-- EXCERPT TO READ --

Health Officer: Face Mask Requirement May be Needed Indoors
BIRMINGHAM, Ala. (AP) — Cases of COVID-19 are rising exponentially in Alabama’s largest metro area because a new, highly contagious variant is spreading among the unvaccinated, and public places should consider a return to requiring face masks, the head of the area health department said Thursday.
Dr. Mark Wilson, the health officer for Jefferson County, said studies have shown that the delta variant that’s taken hold in Alabama can spread between people in less than a minute, so any indoor area where people gather might need a face mask requirement or at least a strong recommendation that people wear them.
The seven-day rolling average for new cases of COVID-19 has risen eightfold from 13 to 107 a day, he said, and additional new cases and more deaths linked to the pandemic are inevitable, she said.
“The tragic thing is that almost all of these deaths will have been prevented if only those people had been vaccinated,” Wilson said.
The problem isn’t isolated to Jefferson County: Only eight of Alabama’s 67 counties aren’t considered at high risk for the illness caused by the coronavirus, and roughly 50 more patients a day are being admitted to state hospitals with COVID-19, which already has killed more than 11,460 people in Alabama.
With only 31% of the population fully vaccinated and nearly all the new, most serious cases among people who aren’t inoculated, Wilson said the state’s vaccination rate is “way, way below” what is needed to control the pandemic.
Gov. Kay Ivey told reporters Thursday the blame for the new surge in cases is with people who refuse to get vaccinated.
“The few cases of COVID are because of unvaccinated folks. Almost 100% of the new hospitalizations are unvaccinated folks. And the deaths certainly are occurring with unvaccinated folks. These folks are choosing a horrible lifestyle of self-inflicted pain. We’ve got to get folks to take the shot,” Ivey said during an appearance in Birmingham.
The governor said she doesn’t like another mask mandate, but she also doesn’t know how to convince more people to get their COVID-19 shots.
“Get a shot in your arm. I’ve done it. It’s safe. The data proves it. It doesn’t cost anything. It saves lives,” Ivey said.
Cases have surged since the July 4 holiday, which officials feared would lead to new outbreaks, Dr. Scott Harris, the head of the Alabama Department of Public Health, said in a video update released by the Medical Association of the State of Alabama.
“Right now we are seeing some pretty difficult times here in Alabama,” Harris said.
Some of the infections are occurring after the type of large gatherings that generally didn’t occur until the state lifted health restrictions. Dr. David Thrasher, who practices in Montgomery, said a doctor friend told him about a church in the Birmingham suburb of Trussville that recently held a large celebration for its 200th anniversary which was followed by a massive disease outbreak.
“Seventy people in that congregation have tested positive,” he said. Thrasher said a friend of his died recently and two people who attended the funeral became infected even though they were vaccinated.
Over the past two weeks, the rolling average number of daily new cases has increased by 772, a spike of 280%, according to researchers from Johns Hopkins University.
There were about 226 new cases per 100,000 people in Alabama over the past two weeks, which ranks ninth in the country.

-- AVAILABLE DATA --
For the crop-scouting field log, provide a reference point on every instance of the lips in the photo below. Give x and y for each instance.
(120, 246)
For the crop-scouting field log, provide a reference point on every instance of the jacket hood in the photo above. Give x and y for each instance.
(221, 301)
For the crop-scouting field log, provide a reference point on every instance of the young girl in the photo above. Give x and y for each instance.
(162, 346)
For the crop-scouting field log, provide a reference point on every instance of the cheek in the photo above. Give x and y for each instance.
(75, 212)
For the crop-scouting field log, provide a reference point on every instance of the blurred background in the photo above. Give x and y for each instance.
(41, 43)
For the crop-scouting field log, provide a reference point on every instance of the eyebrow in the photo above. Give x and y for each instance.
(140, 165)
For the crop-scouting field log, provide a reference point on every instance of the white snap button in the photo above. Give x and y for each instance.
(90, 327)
--
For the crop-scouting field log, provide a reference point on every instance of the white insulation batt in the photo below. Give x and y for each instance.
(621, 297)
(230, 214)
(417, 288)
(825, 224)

-- TASK ITEM --
Name every person identified by name in the article on Alabama's COVID-19 surge. Rely only on the article about Alabama's COVID-19 surge.

-- YOUR SOLUTION --
- Dr. Mark Wilson, health officer for Jefferson County
- Gov. Kay Ivey
- Dr. Scott Harris, head of the Alabama Department of Public Health
- Dr. David Thrasher, who practices in Montgomery